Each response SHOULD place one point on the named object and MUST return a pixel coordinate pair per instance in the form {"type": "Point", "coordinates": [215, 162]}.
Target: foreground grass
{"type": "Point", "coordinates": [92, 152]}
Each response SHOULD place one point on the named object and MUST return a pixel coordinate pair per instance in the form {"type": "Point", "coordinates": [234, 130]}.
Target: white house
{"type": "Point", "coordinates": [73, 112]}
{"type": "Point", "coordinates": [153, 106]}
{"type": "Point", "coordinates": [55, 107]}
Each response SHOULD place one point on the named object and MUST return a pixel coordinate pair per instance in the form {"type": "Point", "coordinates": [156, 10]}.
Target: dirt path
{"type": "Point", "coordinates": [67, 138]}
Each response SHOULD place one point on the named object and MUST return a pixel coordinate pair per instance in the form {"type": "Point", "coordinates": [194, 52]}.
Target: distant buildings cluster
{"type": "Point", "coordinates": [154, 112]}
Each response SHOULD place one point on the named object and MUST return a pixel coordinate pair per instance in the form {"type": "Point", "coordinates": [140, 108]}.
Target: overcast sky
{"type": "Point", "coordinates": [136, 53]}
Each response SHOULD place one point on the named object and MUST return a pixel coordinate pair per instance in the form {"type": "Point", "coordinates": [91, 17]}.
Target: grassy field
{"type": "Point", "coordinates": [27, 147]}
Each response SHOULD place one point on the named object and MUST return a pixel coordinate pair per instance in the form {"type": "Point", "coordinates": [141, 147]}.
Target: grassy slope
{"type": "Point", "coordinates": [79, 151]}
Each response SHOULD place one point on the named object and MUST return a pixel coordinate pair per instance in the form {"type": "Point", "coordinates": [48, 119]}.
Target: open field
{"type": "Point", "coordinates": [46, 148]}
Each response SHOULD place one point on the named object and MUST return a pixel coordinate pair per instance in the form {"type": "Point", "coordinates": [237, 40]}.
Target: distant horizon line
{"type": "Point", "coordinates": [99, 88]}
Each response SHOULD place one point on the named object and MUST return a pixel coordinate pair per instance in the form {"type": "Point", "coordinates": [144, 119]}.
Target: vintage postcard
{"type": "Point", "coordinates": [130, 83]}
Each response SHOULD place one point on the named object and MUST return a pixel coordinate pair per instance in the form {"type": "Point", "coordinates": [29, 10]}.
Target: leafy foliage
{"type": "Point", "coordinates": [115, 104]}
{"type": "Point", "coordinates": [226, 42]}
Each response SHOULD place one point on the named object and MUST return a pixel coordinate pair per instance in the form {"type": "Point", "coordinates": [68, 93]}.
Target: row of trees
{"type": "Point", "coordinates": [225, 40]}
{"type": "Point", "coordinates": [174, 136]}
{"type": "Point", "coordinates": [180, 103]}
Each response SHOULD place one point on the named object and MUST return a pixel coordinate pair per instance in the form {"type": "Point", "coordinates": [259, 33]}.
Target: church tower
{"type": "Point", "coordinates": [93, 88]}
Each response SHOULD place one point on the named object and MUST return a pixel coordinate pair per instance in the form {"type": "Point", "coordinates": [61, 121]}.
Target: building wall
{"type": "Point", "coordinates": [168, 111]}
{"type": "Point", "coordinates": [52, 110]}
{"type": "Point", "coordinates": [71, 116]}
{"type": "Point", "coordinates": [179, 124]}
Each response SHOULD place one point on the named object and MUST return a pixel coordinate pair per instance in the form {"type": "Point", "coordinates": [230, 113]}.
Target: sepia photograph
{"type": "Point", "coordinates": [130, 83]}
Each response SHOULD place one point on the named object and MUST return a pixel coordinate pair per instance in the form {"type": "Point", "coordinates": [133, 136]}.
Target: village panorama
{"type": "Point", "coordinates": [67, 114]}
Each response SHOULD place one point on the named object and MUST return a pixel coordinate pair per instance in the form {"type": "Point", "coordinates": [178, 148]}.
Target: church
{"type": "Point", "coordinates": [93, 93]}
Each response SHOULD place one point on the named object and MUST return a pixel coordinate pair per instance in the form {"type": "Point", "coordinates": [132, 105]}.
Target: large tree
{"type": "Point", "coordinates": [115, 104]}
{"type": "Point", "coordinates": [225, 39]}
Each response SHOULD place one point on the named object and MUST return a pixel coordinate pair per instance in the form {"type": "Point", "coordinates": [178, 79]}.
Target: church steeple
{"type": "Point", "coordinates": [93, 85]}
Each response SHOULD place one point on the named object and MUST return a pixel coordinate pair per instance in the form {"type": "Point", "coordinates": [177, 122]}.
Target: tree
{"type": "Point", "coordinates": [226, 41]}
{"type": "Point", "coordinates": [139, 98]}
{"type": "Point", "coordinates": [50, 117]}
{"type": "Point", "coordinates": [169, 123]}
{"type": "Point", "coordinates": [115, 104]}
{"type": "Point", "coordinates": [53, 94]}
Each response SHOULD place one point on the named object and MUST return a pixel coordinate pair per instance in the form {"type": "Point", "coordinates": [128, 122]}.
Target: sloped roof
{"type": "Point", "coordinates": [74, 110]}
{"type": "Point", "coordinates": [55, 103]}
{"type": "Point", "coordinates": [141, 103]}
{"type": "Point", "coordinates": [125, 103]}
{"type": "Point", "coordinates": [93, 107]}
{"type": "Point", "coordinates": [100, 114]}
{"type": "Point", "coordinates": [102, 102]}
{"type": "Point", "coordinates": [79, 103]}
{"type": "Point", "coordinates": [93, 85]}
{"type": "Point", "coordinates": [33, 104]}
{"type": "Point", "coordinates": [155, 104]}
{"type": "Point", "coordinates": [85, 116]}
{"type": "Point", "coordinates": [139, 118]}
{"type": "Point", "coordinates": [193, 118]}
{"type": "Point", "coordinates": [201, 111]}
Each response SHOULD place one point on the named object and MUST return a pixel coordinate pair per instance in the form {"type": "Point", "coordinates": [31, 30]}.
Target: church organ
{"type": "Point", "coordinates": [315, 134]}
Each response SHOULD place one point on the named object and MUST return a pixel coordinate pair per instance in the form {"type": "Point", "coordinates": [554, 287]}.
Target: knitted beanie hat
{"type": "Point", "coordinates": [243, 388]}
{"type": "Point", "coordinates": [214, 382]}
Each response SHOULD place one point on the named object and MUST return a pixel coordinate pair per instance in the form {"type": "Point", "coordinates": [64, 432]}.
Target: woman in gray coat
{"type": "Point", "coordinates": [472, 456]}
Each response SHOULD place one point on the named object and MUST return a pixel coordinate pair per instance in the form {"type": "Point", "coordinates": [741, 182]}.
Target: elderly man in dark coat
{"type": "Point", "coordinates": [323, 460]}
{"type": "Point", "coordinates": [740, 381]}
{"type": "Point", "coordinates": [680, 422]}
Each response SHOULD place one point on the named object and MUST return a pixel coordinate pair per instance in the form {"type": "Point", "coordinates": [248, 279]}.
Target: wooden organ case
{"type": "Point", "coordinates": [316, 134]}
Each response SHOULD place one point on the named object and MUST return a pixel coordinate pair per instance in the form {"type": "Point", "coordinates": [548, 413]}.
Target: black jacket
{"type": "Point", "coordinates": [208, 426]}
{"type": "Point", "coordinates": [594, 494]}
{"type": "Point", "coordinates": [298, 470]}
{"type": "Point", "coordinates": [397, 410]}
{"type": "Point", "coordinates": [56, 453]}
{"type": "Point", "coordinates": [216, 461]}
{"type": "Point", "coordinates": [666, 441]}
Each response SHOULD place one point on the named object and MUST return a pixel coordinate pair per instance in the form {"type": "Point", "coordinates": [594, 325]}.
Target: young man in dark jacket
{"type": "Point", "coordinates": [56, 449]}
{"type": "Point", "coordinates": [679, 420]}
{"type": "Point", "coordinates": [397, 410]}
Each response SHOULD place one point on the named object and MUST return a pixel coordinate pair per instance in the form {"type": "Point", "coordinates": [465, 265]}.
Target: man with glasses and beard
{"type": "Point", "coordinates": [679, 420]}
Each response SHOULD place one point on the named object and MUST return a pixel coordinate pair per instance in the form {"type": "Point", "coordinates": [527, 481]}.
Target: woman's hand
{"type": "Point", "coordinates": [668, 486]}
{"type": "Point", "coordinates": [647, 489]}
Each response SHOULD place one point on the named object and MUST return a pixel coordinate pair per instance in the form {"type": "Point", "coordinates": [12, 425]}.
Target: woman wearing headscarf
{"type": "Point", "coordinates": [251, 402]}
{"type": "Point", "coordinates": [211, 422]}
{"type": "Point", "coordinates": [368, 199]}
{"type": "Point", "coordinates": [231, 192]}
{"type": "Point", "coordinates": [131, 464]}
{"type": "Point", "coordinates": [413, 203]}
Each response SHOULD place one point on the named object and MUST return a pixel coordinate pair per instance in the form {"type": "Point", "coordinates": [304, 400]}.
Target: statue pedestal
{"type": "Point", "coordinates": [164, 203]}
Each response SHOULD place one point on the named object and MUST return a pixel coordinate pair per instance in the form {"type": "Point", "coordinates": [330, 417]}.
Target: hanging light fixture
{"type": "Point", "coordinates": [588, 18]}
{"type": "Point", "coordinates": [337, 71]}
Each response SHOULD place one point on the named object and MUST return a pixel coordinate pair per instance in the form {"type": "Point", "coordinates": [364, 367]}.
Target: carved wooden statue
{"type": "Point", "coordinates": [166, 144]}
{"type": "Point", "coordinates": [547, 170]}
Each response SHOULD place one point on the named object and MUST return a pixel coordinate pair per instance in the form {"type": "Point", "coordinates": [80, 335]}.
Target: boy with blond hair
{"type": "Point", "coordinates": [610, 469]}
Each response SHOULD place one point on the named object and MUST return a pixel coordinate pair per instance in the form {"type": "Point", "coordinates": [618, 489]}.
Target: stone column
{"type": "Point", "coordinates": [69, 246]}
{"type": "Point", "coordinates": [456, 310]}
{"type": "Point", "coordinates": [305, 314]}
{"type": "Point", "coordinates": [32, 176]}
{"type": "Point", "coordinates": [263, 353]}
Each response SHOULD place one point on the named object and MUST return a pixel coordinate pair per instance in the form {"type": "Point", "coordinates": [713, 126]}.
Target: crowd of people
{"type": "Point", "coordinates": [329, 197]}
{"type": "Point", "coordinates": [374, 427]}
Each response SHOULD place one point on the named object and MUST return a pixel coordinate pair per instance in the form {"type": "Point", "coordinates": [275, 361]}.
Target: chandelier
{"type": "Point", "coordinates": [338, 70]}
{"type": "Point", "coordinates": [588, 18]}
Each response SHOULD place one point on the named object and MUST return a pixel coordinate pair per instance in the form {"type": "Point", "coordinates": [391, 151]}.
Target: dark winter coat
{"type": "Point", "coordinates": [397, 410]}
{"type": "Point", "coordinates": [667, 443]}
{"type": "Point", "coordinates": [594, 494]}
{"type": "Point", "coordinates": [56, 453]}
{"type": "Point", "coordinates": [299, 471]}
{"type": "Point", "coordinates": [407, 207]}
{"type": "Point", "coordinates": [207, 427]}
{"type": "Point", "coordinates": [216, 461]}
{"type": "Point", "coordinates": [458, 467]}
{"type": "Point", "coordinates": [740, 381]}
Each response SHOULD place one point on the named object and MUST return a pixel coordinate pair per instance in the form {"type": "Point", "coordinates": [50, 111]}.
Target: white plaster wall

★ ★ ★ ★

** What this task involves **
Quote only the lines from the line containing "Target: dark winter coat" through the end of the listing, please, keeping both the first and the last line.

** Output below **
Target: dark winter coat
{"type": "Point", "coordinates": [397, 410]}
{"type": "Point", "coordinates": [667, 443]}
{"type": "Point", "coordinates": [594, 494]}
{"type": "Point", "coordinates": [56, 453]}
{"type": "Point", "coordinates": [299, 471]}
{"type": "Point", "coordinates": [407, 207]}
{"type": "Point", "coordinates": [207, 427]}
{"type": "Point", "coordinates": [216, 461]}
{"type": "Point", "coordinates": [458, 467]}
{"type": "Point", "coordinates": [740, 381]}
Each response SHOULD place one point on the named object and MUST return a pixel coordinate pair per instance in the form {"type": "Point", "coordinates": [50, 111]}.
Target: white plaster wall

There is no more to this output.